В городке сохранилось множество бараков послевоенной и даже более ранней постройки, в некоторых из них были деревянные водопроводные трубы и земляные полы, в каких-то заброшенных поселках люди жили словно в параллельной реальности — без воды, электричества и отопления, без документов и без медицинской помощи, и даже милиция старалась туда лишний раз не соваться. По сравнению с этим суровым городом Челябинск казался совершенно гламурным и спокойным. И чужаков городок встречал по-особенному. Мой начальник рассказывал, что в его первый день в морге прорвало трубу и затопило подвал с трупами. Лифт не работал, и санитары по пояс в воде на руках поднимали тела на этаж, причем, у первого выловленного покойника была такая же фамилия, как у начальника. Тогда он понял, что попал в очень интересное место, и это впоследствии подтвердилось.
Меня тоже встретили без лишних церемоний. В первый же день я получил труп мужчины средних лет, найденный в чистом поле в соседнем районе, относящемся к обслуживаемой нами территории. Район этот в криминальном плане был еще «веселее», чем наш городок, но это я выяснил позже, а тогда смотрел на труп и постепенно осознавал: что-то тут не так. Вначале я заподозрил, что мужчину банально избили, но потом пришел к выводу, что его переехало какое-то транспортное средство. Налицо были все признаки переезда: рваная одежда, полосы давления, «первичный щипок», переломы почти всех костей грудной клетки, разрывы и отрывы внутренних органов. Начальник удивился такой моей самоуверенности, но, осмотрев повреждения, согласился. Потратил я тогда на вскрытие часов шесть, но был доволен тем, что разобрался в механизме образования травм. Человека по фамилии Робинзон переехала сеялка, когда он, будучи пьяным, спал в чистом поле. Что делала сеялка в июне в поле, как там оказался этот мужчина и почему они встретились — все это придавало некую «сакральность» месту, в которое я попал.

=====

Выпишите из исследуемого текста все признаки переезда, перечисленные при описании трупа мужчины.

ДАННЫЕ

=====

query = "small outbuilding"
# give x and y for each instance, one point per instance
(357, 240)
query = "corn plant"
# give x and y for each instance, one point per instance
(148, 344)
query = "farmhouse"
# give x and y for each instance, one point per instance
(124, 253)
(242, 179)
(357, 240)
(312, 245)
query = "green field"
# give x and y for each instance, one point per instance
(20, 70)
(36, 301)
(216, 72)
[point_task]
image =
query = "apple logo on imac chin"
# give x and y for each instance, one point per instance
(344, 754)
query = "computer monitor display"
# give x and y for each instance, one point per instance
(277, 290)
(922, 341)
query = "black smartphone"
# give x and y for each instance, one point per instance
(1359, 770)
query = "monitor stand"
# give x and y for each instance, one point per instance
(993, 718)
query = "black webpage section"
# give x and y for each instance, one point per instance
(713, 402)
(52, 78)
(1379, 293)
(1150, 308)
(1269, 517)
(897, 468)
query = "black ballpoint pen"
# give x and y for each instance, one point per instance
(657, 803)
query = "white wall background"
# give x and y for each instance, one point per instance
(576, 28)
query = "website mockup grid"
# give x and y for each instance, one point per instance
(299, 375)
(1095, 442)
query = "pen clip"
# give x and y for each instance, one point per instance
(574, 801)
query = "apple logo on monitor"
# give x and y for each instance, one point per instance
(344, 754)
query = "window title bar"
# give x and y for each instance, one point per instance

=====

ОТВЕТ
Рваная одежда; полосы давления; «первичный щипок»; переломы почти всех костей грудной клетки; разрывы и отрывы внутренних органов.